§ Source material
==============================
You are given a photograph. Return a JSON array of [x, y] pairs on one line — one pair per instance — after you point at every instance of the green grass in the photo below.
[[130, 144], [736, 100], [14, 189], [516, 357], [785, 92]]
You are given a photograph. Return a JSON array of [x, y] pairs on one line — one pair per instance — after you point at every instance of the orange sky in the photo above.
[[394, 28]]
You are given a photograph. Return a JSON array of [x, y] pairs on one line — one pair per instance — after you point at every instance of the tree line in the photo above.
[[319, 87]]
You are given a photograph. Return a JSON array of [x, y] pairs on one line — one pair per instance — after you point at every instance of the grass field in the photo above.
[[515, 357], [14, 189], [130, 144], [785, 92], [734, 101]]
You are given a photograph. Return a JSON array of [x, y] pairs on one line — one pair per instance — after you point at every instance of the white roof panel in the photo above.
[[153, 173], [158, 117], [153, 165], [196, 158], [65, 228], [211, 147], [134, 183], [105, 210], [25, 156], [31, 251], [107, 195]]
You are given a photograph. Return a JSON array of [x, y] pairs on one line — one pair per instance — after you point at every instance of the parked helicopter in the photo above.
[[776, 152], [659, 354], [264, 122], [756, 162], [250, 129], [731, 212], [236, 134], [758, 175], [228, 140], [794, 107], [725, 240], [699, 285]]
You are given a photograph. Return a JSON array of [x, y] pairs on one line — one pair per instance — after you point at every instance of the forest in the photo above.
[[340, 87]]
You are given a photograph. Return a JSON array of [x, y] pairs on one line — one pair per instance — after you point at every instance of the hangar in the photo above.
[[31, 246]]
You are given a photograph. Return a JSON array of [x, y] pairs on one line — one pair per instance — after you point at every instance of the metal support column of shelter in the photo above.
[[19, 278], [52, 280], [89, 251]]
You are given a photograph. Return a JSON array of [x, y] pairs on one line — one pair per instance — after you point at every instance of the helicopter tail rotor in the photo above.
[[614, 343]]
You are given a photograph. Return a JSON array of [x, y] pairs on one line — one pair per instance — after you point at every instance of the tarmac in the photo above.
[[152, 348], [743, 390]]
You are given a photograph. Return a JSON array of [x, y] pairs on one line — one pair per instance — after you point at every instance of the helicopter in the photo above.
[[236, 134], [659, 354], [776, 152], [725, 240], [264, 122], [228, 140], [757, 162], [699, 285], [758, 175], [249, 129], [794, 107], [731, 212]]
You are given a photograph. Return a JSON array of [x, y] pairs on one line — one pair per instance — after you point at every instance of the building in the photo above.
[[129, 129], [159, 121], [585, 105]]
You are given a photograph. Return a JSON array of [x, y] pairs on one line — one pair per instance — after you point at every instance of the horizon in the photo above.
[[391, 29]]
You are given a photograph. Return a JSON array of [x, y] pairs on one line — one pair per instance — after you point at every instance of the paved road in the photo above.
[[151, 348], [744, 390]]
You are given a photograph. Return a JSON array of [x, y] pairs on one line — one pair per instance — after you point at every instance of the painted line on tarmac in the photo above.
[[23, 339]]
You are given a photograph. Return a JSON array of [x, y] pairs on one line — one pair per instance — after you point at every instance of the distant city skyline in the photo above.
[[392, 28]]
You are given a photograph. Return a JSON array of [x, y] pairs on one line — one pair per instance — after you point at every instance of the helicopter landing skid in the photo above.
==============================
§ Exercise goal
Go through the entries above and reproduce each one exactly.

§ Reply
You are given a photograph. Return a JSON array of [x, y] pairs on one line — one pair per instance — after you point at every instance of the green grass in the photo below.
[[130, 144], [736, 100], [14, 189], [516, 357], [785, 92]]
You are given a photograph. Return a JSON array of [x, y] pairs on one line — one pair per instance — after you point at every instance of the orange sky in the photo above.
[[394, 28]]
You are given a photograph. Return a JSON array of [x, y] pairs on one line — one pair per instance — after you point at every instance of the tree line in the photo above.
[[319, 87]]
You are given a photograph. Return a JSON array of [x, y] pairs on one line — one pair per instance — after you point at every instance of the grass field in the photo above.
[[515, 357], [14, 189], [130, 144], [785, 92], [734, 101]]
You are given a photograph. Return a JSON array of [x, y] pairs on one line — one pair per instance — after you point at every instance of the white roof panel in the photo above.
[[153, 173], [158, 117], [153, 165], [196, 158], [65, 228], [211, 147], [134, 183], [105, 210], [25, 156], [31, 251], [107, 195]]
You are given a photograph. Return a JSON array of [x, y] pairs on one line — one pair per instance — after you point at every instance of the parked helicopter in the photo above.
[[776, 152], [659, 354], [264, 122], [756, 162], [250, 129], [731, 212], [236, 134], [758, 175], [228, 140], [794, 107], [725, 240], [699, 285]]
You are given a photograph. Return a JSON array of [x, y] pairs on one line — one pair per instance — after you point at every instance of the forest in the photo above.
[[340, 87]]
You are given a photograph. Return a JSON array of [x, y] pairs on one line — one pair per instance — after you point at every instance of the hangar in the photo above.
[[31, 246]]
You are given a photograph. Return a JSON array of [x, y] pairs on one line — one pair per instance — after you point at every instance of the metal support column of shelter in the photo above.
[[19, 278], [52, 280], [89, 251]]
You are given a photograph. Return a JSON array of [x, y] pairs on one line — one pair per instance — after you point at every instance of the helicopter tail rotor in the photo above.
[[614, 343]]
You are given a photograph. Return a JSON array of [x, y] pairs on one line — one pair per instance — after you point at every instance of the tarmac in the photo above.
[[152, 348], [743, 390]]
You are given a photograph. Return a JSON array of [x, y] pairs on one line — one pair per instance — after you point at every instance of the helicopter in the photo above.
[[236, 134], [659, 354], [776, 152], [725, 240], [264, 122], [228, 140], [757, 162], [699, 285], [758, 175], [249, 129], [794, 107], [731, 212]]
You are given a photograph. Return a JSON array of [x, y] pairs on one line — one pair per instance — after you point at every instance of the building in the photo above.
[[129, 129], [159, 121], [585, 105]]
You are given a photograph. Return a JSON array of [x, y] pairs on one line — one pair per instance — after you point at every instance of the horizon in the photo above.
[[391, 29]]
You are given a photograph. Return a JSON array of [x, y] pairs on one line — one pair per instance — after you point at every instance of the paved road in the photo above.
[[151, 348], [744, 390]]
You are given a photograph. Return a JSON array of [x, y] pairs on one line — one pair per instance — after you point at every instance of the painted line on tarmac in the photo above.
[[23, 339]]
You are given a photograph. Return a JSON array of [x, y] pairs on one line — one pair per instance — after you point at every instance of the distant city skyline in the photo above.
[[392, 28]]
You are given a photograph. Return a JSON array of [x, y] pairs on one line — one pair per instance — after you point at every instance of the helicopter landing skid in the photo above.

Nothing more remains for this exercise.